Labeled shape records:
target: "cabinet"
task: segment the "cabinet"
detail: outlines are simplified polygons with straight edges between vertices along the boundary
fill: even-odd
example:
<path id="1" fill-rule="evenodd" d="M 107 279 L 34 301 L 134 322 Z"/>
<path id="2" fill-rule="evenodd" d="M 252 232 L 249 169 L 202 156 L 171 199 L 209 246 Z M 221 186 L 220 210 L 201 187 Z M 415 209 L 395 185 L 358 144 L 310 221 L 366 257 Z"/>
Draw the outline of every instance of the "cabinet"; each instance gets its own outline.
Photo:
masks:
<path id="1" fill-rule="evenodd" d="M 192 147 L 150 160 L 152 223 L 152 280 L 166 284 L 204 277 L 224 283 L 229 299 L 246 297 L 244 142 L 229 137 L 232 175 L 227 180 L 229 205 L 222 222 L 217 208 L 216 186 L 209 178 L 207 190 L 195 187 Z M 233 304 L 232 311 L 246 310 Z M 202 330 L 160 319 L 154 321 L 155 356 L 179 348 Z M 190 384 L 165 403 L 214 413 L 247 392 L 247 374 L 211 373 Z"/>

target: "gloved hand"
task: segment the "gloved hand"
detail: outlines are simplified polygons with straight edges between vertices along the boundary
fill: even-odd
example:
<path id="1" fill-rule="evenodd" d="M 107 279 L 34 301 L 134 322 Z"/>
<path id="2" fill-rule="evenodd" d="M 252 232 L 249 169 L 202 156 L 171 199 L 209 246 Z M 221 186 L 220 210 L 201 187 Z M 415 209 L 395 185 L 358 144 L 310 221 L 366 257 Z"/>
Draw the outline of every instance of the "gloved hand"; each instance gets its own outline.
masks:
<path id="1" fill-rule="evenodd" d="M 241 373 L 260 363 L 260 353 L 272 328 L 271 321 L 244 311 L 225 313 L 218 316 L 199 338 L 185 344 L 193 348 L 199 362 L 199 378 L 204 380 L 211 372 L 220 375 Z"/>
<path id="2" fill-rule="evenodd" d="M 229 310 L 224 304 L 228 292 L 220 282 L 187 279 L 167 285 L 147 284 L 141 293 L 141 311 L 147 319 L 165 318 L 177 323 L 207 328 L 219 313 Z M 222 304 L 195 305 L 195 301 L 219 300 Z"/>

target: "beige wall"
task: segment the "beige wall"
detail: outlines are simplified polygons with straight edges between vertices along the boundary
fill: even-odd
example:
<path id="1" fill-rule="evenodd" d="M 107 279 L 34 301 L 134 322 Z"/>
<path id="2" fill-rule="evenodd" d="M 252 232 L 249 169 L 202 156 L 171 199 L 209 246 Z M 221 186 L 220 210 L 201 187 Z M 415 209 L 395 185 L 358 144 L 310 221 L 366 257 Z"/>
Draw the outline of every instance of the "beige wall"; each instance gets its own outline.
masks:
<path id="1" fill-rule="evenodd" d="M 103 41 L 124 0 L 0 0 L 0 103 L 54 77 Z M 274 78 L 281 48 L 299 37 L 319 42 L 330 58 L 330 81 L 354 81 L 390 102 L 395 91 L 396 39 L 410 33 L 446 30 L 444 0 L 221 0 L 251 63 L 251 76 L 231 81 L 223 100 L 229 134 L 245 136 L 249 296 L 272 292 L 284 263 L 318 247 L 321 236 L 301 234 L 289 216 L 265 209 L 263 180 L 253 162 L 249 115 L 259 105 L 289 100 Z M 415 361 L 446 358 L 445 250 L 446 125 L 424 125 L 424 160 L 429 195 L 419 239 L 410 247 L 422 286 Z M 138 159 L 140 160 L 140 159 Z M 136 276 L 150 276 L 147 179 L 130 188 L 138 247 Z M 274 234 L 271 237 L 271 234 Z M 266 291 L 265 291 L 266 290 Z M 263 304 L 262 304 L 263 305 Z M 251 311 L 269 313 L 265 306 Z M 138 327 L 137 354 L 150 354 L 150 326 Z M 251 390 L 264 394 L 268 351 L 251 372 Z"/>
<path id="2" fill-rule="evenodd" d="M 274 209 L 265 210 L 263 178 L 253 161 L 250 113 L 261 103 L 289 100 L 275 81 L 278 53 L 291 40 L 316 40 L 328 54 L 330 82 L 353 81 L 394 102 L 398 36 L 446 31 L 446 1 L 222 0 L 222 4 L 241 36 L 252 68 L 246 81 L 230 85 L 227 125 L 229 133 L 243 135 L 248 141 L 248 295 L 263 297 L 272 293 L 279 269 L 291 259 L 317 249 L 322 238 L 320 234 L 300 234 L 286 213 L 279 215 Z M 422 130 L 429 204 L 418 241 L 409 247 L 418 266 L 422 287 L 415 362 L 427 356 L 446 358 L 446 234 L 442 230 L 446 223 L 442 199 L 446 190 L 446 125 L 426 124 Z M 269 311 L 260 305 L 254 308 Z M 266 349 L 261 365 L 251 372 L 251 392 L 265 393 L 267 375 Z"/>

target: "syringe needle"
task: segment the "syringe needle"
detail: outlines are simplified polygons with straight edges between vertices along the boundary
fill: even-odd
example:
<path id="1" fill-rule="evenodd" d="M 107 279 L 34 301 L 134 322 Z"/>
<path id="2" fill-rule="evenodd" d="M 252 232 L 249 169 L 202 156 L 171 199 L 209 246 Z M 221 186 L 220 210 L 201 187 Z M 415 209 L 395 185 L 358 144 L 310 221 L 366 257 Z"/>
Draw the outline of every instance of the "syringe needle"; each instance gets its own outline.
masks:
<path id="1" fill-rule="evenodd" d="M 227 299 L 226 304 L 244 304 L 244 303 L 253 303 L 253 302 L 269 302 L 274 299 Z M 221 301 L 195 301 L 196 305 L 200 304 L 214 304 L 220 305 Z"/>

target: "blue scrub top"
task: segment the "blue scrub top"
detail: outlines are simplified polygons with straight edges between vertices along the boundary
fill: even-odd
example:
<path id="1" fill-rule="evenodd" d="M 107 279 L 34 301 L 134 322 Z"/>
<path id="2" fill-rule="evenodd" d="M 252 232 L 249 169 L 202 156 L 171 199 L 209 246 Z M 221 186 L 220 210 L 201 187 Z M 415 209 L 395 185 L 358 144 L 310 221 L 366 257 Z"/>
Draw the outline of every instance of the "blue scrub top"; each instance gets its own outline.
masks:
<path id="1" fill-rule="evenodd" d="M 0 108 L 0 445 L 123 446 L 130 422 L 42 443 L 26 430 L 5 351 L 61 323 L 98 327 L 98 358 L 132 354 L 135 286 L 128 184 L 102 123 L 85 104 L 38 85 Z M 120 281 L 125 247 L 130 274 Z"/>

- **Stated exercise**
From the records above, extract every entry verbatim.

- **Finished answer**
target: "cabinet"
task: segment the "cabinet"
detail: outlines are simplified polygons with straight edges between vertices along the boundary
fill: even-odd
example:
<path id="1" fill-rule="evenodd" d="M 107 279 L 34 301 L 134 322 Z"/>
<path id="2" fill-rule="evenodd" d="M 252 232 L 249 169 L 202 156 L 171 199 L 209 246 Z M 221 186 L 220 210 L 201 187 Z M 415 209 L 395 185 L 358 144 L 310 221 L 366 257 Z"/>
Draw the outline of every instance of the "cabinet"; each instance gets its own outline.
Photo:
masks:
<path id="1" fill-rule="evenodd" d="M 192 147 L 150 160 L 152 223 L 152 280 L 166 284 L 204 277 L 224 283 L 229 299 L 246 297 L 244 142 L 229 137 L 232 175 L 227 180 L 229 205 L 222 222 L 217 208 L 216 186 L 209 178 L 207 190 L 195 187 Z M 233 304 L 232 311 L 246 310 Z M 202 330 L 160 319 L 154 321 L 155 356 L 179 348 Z M 190 384 L 165 403 L 214 413 L 247 392 L 247 374 L 211 373 Z"/>

target: "gloved hand"
task: segment the "gloved hand"
detail: outlines are simplified polygons with straight edges between vertices along the boundary
fill: even-odd
example:
<path id="1" fill-rule="evenodd" d="M 107 279 L 34 301 L 134 322 Z"/>
<path id="2" fill-rule="evenodd" d="M 252 232 L 249 169 L 202 156 L 171 199 L 209 246 Z M 221 186 L 220 210 L 201 187 Z M 415 209 L 395 185 L 358 144 L 310 221 L 366 257 Z"/>
Draw the outline of every instance of the "gloved hand"; each instance gets its own outline.
masks:
<path id="1" fill-rule="evenodd" d="M 241 373 L 260 363 L 260 353 L 272 328 L 271 321 L 244 311 L 225 313 L 218 316 L 199 338 L 185 344 L 193 348 L 199 362 L 199 378 L 204 380 L 211 372 L 220 375 Z"/>
<path id="2" fill-rule="evenodd" d="M 229 310 L 224 304 L 228 292 L 220 282 L 187 279 L 167 285 L 147 284 L 141 293 L 141 311 L 147 319 L 165 318 L 177 323 L 207 328 L 219 313 Z M 222 304 L 195 305 L 195 301 L 219 300 Z"/>

target: "beige wall"
task: segment the "beige wall"
detail: outlines are simplified polygons with straight edges between vertices along the boundary
fill: even-odd
example:
<path id="1" fill-rule="evenodd" d="M 107 279 L 34 301 L 134 322 Z"/>
<path id="2" fill-rule="evenodd" d="M 252 232 L 249 169 L 202 156 L 171 199 L 209 246 Z M 221 186 L 220 210 L 201 187 Z M 415 209 L 395 185 L 358 144 L 310 221 L 366 257 Z"/>
Draw the outline of every instance of the "beige wall"; each instance gets its own outline.
masks:
<path id="1" fill-rule="evenodd" d="M 103 41 L 124 0 L 0 0 L 0 103 L 54 77 Z M 274 78 L 281 48 L 299 37 L 319 42 L 330 58 L 330 81 L 354 81 L 390 102 L 395 91 L 396 39 L 410 33 L 446 30 L 444 0 L 221 0 L 251 63 L 251 76 L 231 81 L 223 100 L 229 134 L 245 136 L 249 296 L 272 292 L 284 263 L 318 247 L 321 236 L 301 234 L 289 216 L 265 209 L 263 180 L 253 162 L 249 115 L 259 105 L 289 100 Z M 415 361 L 446 358 L 445 250 L 446 125 L 424 125 L 424 160 L 429 195 L 419 239 L 410 247 L 422 286 Z M 138 159 L 140 160 L 140 159 Z M 136 276 L 150 276 L 147 179 L 130 188 L 138 247 Z M 274 234 L 271 237 L 271 234 Z M 266 291 L 265 291 L 266 290 Z M 263 304 L 262 304 L 263 305 Z M 251 311 L 269 313 L 265 306 Z M 138 327 L 137 354 L 150 354 L 150 326 Z M 251 390 L 264 394 L 268 351 L 251 372 Z"/>
<path id="2" fill-rule="evenodd" d="M 274 209 L 265 210 L 263 178 L 253 161 L 250 113 L 261 103 L 289 100 L 275 81 L 278 53 L 291 40 L 316 40 L 328 54 L 330 82 L 353 81 L 394 102 L 398 36 L 446 31 L 446 1 L 222 0 L 222 4 L 241 36 L 252 68 L 246 81 L 230 85 L 227 125 L 229 133 L 243 135 L 248 141 L 248 295 L 263 297 L 272 293 L 279 269 L 291 259 L 317 249 L 322 238 L 320 234 L 300 234 L 286 213 L 279 215 Z M 422 130 L 429 204 L 418 241 L 409 247 L 418 266 L 422 287 L 415 362 L 427 356 L 446 358 L 446 234 L 442 230 L 446 223 L 442 199 L 446 190 L 446 125 L 426 124 Z M 269 311 L 260 305 L 254 308 Z M 266 349 L 261 365 L 251 372 L 251 392 L 265 393 L 267 375 Z"/>

target: "syringe needle"
task: segment the "syringe needle"
detail: outlines are simplified polygons with straight edges between vertices along the boundary
fill: even-odd
example:
<path id="1" fill-rule="evenodd" d="M 107 279 L 34 301 L 134 322 Z"/>
<path id="2" fill-rule="evenodd" d="M 252 232 L 249 169 L 202 156 L 171 199 L 209 246 Z M 221 186 L 220 210 L 201 187 Z M 415 209 L 395 185 L 358 144 L 310 221 L 366 257 Z"/>
Draw the outline of every instance of the "syringe needle"; each instance gets its own outline.
masks:
<path id="1" fill-rule="evenodd" d="M 227 299 L 226 304 L 244 304 L 244 303 L 253 303 L 253 302 L 269 302 L 274 299 Z M 221 301 L 195 301 L 196 305 L 200 304 L 214 304 L 220 305 Z"/>

target: "blue scrub top"
task: segment the "blue scrub top"
detail: outlines are simplified polygons with straight edges between vertices along the boundary
fill: even-odd
example:
<path id="1" fill-rule="evenodd" d="M 107 279 L 34 301 L 134 322 Z"/>
<path id="2" fill-rule="evenodd" d="M 252 232 L 249 169 L 202 156 L 171 199 L 209 246 Z M 221 186 L 220 210 L 201 187 Z M 415 209 L 395 185 L 358 144 L 310 221 L 366 257 Z"/>
Draw the outline of every instance of the "blue scrub top"; each instance gets its own outline.
masks:
<path id="1" fill-rule="evenodd" d="M 0 108 L 0 445 L 123 446 L 130 422 L 42 443 L 26 430 L 5 351 L 61 323 L 98 327 L 98 358 L 132 354 L 135 286 L 128 184 L 102 123 L 85 104 L 38 85 Z M 120 281 L 125 247 L 130 274 Z"/>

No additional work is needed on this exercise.